• [Task description] Please reproduce the entire listing exactly.
═════ Provided data ═════
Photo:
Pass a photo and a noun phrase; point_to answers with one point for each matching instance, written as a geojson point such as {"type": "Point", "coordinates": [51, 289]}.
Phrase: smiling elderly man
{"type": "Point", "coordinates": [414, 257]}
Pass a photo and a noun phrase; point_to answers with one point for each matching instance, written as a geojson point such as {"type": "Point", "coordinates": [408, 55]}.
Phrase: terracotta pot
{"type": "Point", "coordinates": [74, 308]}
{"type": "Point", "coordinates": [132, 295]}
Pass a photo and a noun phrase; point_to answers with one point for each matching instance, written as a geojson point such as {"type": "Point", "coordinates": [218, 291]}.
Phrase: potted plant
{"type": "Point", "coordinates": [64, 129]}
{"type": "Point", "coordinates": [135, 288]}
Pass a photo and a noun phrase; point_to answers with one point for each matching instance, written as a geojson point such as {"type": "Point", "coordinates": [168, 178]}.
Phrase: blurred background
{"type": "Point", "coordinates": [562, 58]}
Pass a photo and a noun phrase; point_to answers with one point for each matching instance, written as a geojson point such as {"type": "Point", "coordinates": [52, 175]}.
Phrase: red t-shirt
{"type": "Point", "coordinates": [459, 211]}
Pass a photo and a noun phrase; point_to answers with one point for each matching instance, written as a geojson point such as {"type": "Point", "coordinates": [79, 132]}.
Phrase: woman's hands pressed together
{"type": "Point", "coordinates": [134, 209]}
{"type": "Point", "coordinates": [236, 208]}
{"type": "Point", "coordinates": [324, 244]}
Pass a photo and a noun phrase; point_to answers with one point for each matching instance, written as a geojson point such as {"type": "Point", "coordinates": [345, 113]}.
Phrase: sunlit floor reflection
═════
• [Solution to the problem]
Photo:
Pass a photo and a noun phrase; point_to answers with one point for each matching instance, written as a geojson point such as {"type": "Point", "coordinates": [51, 289]}.
Phrase: smiling elderly man
{"type": "Point", "coordinates": [414, 257]}
Pass a photo and a noun phrase; point_to answers with one point for each matching instance, written as a geojson point such as {"type": "Point", "coordinates": [408, 55]}.
Phrase: terracotta pot
{"type": "Point", "coordinates": [74, 308]}
{"type": "Point", "coordinates": [132, 295]}
Pass a photo and a noun phrase; point_to answers with one point for each matching instance, written as a geojson point such as {"type": "Point", "coordinates": [218, 291]}.
Phrase: potted plant
{"type": "Point", "coordinates": [64, 129]}
{"type": "Point", "coordinates": [135, 288]}
Pass a photo and a noun phrase; point_to answers with one point for each matching instance, written as a geojson point such as {"type": "Point", "coordinates": [168, 178]}.
Phrase: blurred background
{"type": "Point", "coordinates": [562, 58]}
Pass a photo and a noun phrase; point_to answers with one point for each matching instance, written as a geojson point such as {"type": "Point", "coordinates": [52, 175]}.
Phrase: red t-shirt
{"type": "Point", "coordinates": [459, 211]}
Pass a photo and a noun phrase; point_to answers with one point for each matching instance, written as a geojson point such as {"type": "Point", "coordinates": [79, 132]}.
Phrase: woman's hands pressed together
{"type": "Point", "coordinates": [134, 209]}
{"type": "Point", "coordinates": [236, 208]}
{"type": "Point", "coordinates": [324, 244]}
Pass a photo and a noun phrase; point_to answers with one point for each matching instance, written as a geojson point such as {"type": "Point", "coordinates": [345, 113]}.
Phrase: sunlit floor reflection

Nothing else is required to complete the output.